Problems.
(a) In the passage on depression and self-worth, what does the writer say it is better to accept as part of the mosaic of our lives?
(b) Continue the passage on depression and self-worth, picking up after its final sentence.

═══ Source extract ═══

I do not feel my depression has gone forever, but I now have a perspective on it that gives me hope it will not overwhelm me again. Partly for me this has been about acknowledging that my vulnerability should not be hidden.
I do not think we can pretend to be invulnerable and cope well forever. I have found that it is better to accept vulnerability as part of the mosaic of our lives and to let it make the picture so much more vivid and real.
Self-esteem and self-worth
I would like to share a little about self-esteem and self-worth. I know when anyone is struggling it is easy to think that everyone else is coping brilliantly. Our weaknesses make us feel very lonely. I hope therefore that it might be helpful to someone if I write a few words about the fact that I have never coped brilliantly with, or indeed felt worthy of, any role I have ever had.
I have heard people say lots of kind things over the years; they say I can be an inspiring speaker and sometimes a funny writer and some people think I am an insightful mentor. Such kind words are appreciated and I count my blessings every day, but it is not the same as what I feel.

═══ Information provided ═══

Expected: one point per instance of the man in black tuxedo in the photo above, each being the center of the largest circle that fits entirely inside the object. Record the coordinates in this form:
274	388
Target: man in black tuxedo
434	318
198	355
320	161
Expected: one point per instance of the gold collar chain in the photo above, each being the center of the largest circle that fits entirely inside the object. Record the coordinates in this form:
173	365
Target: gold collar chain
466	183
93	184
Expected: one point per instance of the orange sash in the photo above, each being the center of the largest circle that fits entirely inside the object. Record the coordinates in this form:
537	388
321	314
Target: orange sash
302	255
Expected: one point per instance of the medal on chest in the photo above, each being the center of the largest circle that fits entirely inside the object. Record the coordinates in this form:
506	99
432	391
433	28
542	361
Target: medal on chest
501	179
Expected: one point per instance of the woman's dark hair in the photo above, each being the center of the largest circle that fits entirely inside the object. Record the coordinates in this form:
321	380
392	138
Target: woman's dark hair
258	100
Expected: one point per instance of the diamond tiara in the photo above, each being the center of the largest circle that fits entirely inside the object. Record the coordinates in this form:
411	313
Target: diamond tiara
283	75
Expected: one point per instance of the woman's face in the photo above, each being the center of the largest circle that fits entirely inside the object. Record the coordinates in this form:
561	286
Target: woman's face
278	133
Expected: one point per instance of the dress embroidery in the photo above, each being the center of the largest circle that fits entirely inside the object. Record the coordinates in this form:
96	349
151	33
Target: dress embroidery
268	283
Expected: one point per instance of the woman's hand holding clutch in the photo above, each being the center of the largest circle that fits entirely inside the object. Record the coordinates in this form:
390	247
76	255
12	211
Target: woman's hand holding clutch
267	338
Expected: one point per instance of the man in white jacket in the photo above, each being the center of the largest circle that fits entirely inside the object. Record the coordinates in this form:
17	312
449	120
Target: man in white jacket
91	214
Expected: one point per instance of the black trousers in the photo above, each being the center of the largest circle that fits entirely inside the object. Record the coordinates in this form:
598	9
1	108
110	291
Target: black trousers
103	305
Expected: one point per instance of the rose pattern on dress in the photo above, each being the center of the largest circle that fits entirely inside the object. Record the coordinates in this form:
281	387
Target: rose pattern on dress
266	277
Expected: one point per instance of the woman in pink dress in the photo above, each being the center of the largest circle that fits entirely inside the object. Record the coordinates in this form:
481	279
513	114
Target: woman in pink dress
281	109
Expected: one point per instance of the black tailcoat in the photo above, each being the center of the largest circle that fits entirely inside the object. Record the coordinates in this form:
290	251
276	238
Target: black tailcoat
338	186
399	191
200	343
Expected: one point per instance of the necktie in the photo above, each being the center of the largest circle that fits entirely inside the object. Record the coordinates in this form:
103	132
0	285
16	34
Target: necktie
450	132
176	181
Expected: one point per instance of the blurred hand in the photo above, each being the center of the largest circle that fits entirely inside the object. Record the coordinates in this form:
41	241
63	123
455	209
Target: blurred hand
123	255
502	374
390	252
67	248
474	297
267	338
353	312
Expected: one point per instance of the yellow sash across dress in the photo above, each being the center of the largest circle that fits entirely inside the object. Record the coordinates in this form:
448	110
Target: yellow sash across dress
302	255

═══
═══ Information provided ═══

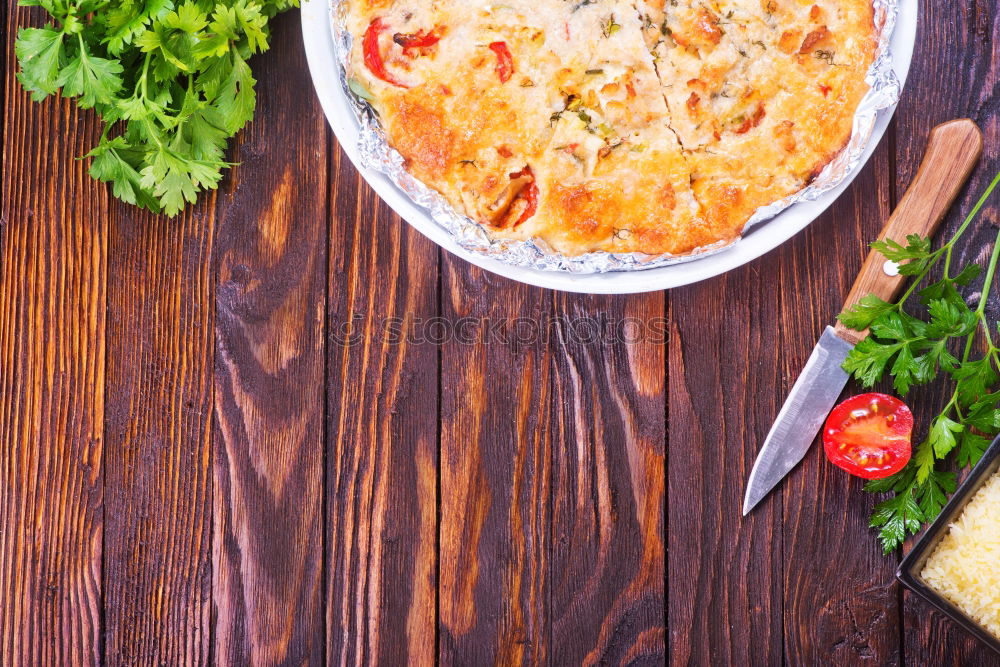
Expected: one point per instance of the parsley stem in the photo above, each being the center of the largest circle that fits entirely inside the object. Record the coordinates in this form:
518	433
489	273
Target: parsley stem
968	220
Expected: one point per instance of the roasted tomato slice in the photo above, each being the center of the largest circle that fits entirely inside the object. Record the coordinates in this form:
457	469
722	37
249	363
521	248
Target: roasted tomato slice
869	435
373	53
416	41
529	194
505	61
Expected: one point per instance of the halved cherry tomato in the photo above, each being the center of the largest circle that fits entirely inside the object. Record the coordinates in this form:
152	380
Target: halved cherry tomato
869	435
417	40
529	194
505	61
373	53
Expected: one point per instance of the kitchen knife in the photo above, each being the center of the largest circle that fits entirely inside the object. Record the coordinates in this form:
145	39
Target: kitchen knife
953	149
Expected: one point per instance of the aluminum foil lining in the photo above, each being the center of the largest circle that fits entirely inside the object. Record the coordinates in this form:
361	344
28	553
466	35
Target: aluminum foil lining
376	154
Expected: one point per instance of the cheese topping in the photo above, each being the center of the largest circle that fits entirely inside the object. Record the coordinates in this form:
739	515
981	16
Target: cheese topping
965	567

═══
═══ Information provided ═══

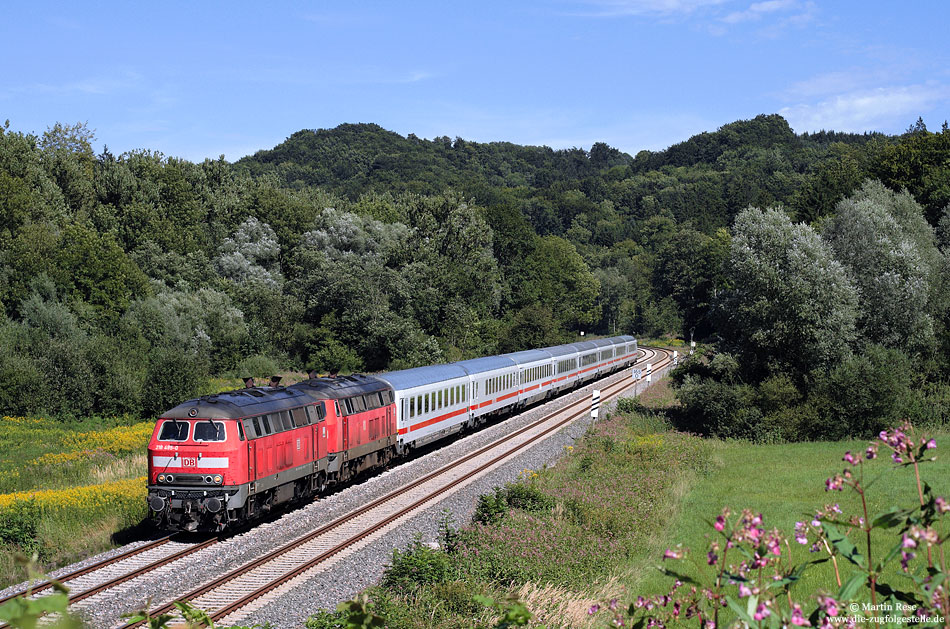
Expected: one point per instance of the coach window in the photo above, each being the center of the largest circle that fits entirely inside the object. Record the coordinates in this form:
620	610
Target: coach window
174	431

═══

Answers to the tasks.
(a) Vulnerability.

(b)
As a director of the business I founded in the year 2000 I have worked all over the world from Singapore to Cape Town to Washington. However, I am certain there has not been a single day when I felt worthy of the opportunities I have been given.
In twenty years I have not been able to accept even one compliment without an overwhelming wish to say back “yes, but you’re wrong…”
How can it be that in my late fifties I have so little regard for my experience that I still feel gripped with anxiety before a presentation?
I have been part of a team that has created wonderfully enriching developmental events, but I do not sleep for days beforehand and afterwards I struggle to read the often beautifully thoughtful feedback from a grateful delegate.
I love my mentoring work. The people I work with are gifted and kind, and they inspire me with their courage, and their commitment to being thoughtful and brilliant contributors. To help such brilliant people fulfil their potential feels like one of the greatest blessings of my life, but I have never asked any of them if I have helped.
I love writing, but I would be mortified to have my words critiqued. I write mostly to calm my swirling mind and so that my exhausted ideas may rest away from the noise inside my head.
I was once told by a lawyer that he was disappointed with a report I had written. “Is this it?” he asked before destroying my work. He concluded his email saying: “You know you are not as good as you think you are”.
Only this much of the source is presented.